Professione

Per la crescita della Stp pesano i vincoli sui soci e sui diritti di voto

Tutti i freni al modello societario: dal divieto per il professionista di avere quote in più Stp alla maggioranza qualificata che limita i soci di capitale

AdobeStock

di Primo Ceppellini e Roberto Lugano

La situazione giuridica delle società tra professionisti è l’ennesima dimostrazione di come norme e giurisprudenza siano spesso scollegate dalla realtà: da un lato aumenta l’interesse verso questo strumento giuridico innovativo, dall’altro vincoli normativi eccessivi e incertezze applicative ne impediscono un vero e proprio decollo.

Le criticità
In campo fiscale, non ci sono solo i dubbi generati dalla recente sentenza della Cassazione (si veda l’altro servizio in pagina). Ci sono anche problemi nell’affrontare il passaggio dagli studi individuali o dagli studi associati alla Stp e viceversa. La trasformazione dello studio associato o il “conferimento” dello studio singolo sono operazioni in chiaroscuro che presentano criticità fiscali, con il rischio di essere qualificate come atti realizzativi che generano materia imponibile, così come il passaggio da Stp a studio associato può generare plusvalenze da destinazione a finalità estranee al regime d’impresa. Si tratterebbe di allineare la normativa a quella valida per le aziende nel reddito d’impresa, introducendo un chiaro principio di neutralità nel passaggio da un regime fiscale all’altro quando l’attività sottostante è quella professionale.
Ma anche nelle norme istitutive della Stp si trovano limitazioni eccessive. Sotto questo profilo, in ottica di semplificazione, non si capisce perché debbano esistere normative differenziate a seconda del tipo di attività svolta (Stp generiche, società tra avvocati, società tra ingegneri), quando il corpo regolatore potrebbe benissimo essere unico.

» **Voci fornite**:
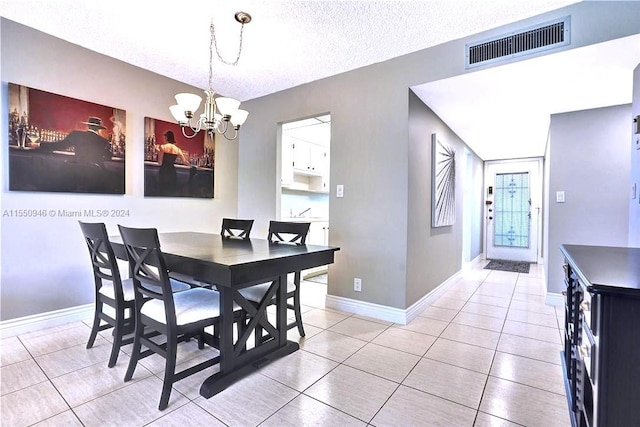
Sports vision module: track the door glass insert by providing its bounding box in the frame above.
[493,172,531,248]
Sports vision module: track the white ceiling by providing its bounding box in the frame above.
[0,0,640,159]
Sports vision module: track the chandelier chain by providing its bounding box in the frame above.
[209,20,244,67]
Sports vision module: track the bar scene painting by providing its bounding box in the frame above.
[144,117,215,198]
[8,83,126,194]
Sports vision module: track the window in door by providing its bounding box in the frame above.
[493,172,531,248]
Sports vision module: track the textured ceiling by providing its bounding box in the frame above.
[0,0,577,100]
[6,0,640,160]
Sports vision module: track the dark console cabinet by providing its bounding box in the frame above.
[560,245,640,427]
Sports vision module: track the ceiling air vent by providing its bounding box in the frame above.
[466,16,571,68]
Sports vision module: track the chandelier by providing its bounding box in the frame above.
[169,12,251,140]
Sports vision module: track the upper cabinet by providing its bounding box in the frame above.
[281,114,330,193]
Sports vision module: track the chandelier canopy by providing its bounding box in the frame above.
[169,12,251,140]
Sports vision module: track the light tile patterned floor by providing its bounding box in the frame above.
[0,263,570,427]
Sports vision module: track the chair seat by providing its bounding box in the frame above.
[140,288,240,326]
[169,271,211,288]
[100,279,191,301]
[239,280,296,303]
[100,279,134,301]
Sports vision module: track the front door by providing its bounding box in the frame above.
[485,159,542,263]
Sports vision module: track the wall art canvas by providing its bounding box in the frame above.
[8,83,126,194]
[431,133,456,227]
[144,117,215,199]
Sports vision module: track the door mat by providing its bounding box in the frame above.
[304,274,327,285]
[484,259,531,273]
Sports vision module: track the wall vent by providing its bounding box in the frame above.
[466,16,571,68]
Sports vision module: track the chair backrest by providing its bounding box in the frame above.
[220,218,253,240]
[78,221,124,304]
[118,225,176,324]
[268,221,311,245]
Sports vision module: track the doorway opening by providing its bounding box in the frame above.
[280,114,331,283]
[485,159,542,263]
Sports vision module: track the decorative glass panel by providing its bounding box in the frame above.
[493,172,531,248]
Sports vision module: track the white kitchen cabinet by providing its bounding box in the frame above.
[281,136,329,193]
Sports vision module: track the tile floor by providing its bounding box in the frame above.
[0,263,570,427]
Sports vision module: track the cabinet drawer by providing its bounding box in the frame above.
[578,323,596,385]
[579,283,598,335]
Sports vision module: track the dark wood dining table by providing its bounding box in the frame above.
[110,232,340,398]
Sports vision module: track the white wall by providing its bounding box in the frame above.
[545,105,631,293]
[0,19,238,320]
[629,64,640,248]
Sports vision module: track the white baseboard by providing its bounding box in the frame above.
[0,303,94,338]
[325,271,462,325]
[462,253,484,271]
[544,292,565,307]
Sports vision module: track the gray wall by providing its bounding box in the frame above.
[545,105,631,293]
[0,2,640,320]
[238,2,640,309]
[406,92,483,306]
[0,19,238,320]
[629,64,640,248]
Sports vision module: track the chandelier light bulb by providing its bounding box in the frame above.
[169,12,251,140]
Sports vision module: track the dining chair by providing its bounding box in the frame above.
[118,225,239,410]
[169,218,253,289]
[78,221,189,368]
[239,221,311,344]
[220,218,253,240]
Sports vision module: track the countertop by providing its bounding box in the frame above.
[560,245,640,298]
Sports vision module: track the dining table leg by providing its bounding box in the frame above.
[200,275,300,398]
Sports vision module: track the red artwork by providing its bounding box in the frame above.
[8,83,126,194]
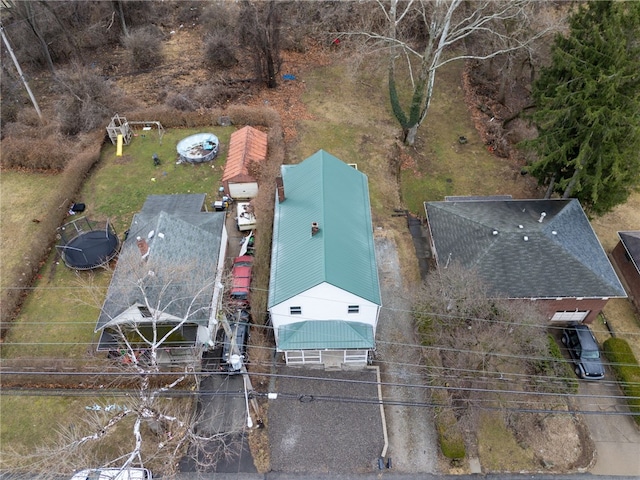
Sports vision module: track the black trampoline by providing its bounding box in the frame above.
[57,217,120,270]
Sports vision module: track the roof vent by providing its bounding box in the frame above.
[136,237,149,259]
[276,177,287,203]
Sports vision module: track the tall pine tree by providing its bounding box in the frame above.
[527,1,640,214]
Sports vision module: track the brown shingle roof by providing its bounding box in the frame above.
[222,126,267,188]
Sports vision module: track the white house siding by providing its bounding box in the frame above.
[270,283,380,342]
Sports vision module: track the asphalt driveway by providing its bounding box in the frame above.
[268,366,384,474]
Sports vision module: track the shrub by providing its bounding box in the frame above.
[528,335,578,393]
[55,65,130,135]
[122,27,163,70]
[165,93,197,112]
[193,83,246,108]
[602,338,640,425]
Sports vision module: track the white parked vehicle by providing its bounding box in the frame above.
[236,202,256,232]
[71,467,153,480]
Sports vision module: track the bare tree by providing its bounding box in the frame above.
[356,0,546,145]
[414,263,566,436]
[240,0,282,88]
[3,248,250,475]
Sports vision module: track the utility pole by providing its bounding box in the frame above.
[0,23,42,120]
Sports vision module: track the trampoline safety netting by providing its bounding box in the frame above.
[56,217,120,270]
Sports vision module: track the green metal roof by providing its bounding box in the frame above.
[269,150,380,307]
[278,320,375,350]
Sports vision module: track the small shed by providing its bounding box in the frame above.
[611,230,640,310]
[222,126,267,198]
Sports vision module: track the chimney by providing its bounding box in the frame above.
[276,177,286,203]
[136,237,149,259]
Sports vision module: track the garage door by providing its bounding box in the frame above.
[551,310,589,322]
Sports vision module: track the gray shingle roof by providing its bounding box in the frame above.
[96,195,225,338]
[618,230,640,272]
[425,199,626,298]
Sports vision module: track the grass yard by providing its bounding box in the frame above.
[478,412,539,472]
[401,62,539,216]
[0,395,193,476]
[0,127,235,451]
[0,170,62,288]
[289,58,400,224]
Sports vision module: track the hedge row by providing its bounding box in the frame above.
[603,338,640,425]
[0,132,103,339]
[0,105,284,339]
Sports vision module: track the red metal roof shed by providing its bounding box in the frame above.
[222,126,267,198]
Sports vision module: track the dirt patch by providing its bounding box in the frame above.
[513,406,594,473]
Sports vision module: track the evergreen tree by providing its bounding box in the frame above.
[526,1,640,214]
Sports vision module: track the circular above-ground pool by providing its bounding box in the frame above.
[57,218,120,270]
[177,133,219,163]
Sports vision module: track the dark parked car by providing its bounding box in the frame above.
[562,324,604,380]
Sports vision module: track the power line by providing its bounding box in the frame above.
[2,377,638,416]
[2,371,640,399]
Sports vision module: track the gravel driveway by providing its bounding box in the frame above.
[578,378,640,478]
[269,366,384,474]
[375,230,438,473]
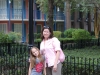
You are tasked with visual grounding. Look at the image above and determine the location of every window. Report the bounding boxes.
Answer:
[0,0,7,19]
[13,0,22,19]
[0,23,7,33]
[14,23,22,34]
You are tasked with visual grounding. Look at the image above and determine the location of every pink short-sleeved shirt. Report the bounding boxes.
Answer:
[40,37,61,67]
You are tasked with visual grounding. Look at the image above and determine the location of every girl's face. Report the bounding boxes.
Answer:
[43,29,50,39]
[32,48,39,57]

» **Obiettivi**:
[1] Secondo l'articolo sulle società tra professionisti, quali sono le normative differenziate in base al tipo di attività svolta?
[2] Di' se queste affermazioni concordano con l'articolo sulle società tra professionisti. Per ognuna rispondi sì o no e cita le parole del testo che lo dimostrano.
(a) Si propone di introdurre un principio di neutralità nel passaggio da un regime fiscale all'altro.
(b) L'interesse verso le Stp sta calando.
(c) Il passaggio da Stp a studio associato non comporta alcun problema fiscale.
[3] Riassumi in due frasi l'articolo sulle società tra professionisti.

» **Soluzioni degli esercizi**:
[1] Le Stp generiche, le società tra avvocati e le società tra ingegneri.

[2]
(a) Sì: "introducendo un chiaro principio di neutralità nel passaggio da un regime fiscale all’altro quando l’attività sottostante è quella professionale".
(b) No: "da un lato aumenta l’interesse verso questo strumento giuridico innovativo".
(c) No: "così come il passaggio da Stp a studio associato può generare plusvalenze da destinazione a finalità estranee al regime d’impresa".

[3] L'interesse verso le società tra professionisti cresce, ma vincoli normativi eccessivi e incertezze applicative ne impediscono il decollo. Tra i problemi ci sono i rischi fiscali nel passaggio tra studi individuali o associati e Stp, per cui servirebbe un chiaro principio di neutralità, e l'esistenza di normative diverse a seconda dell'attività, quando il corpo regolatore potrebbe essere unico.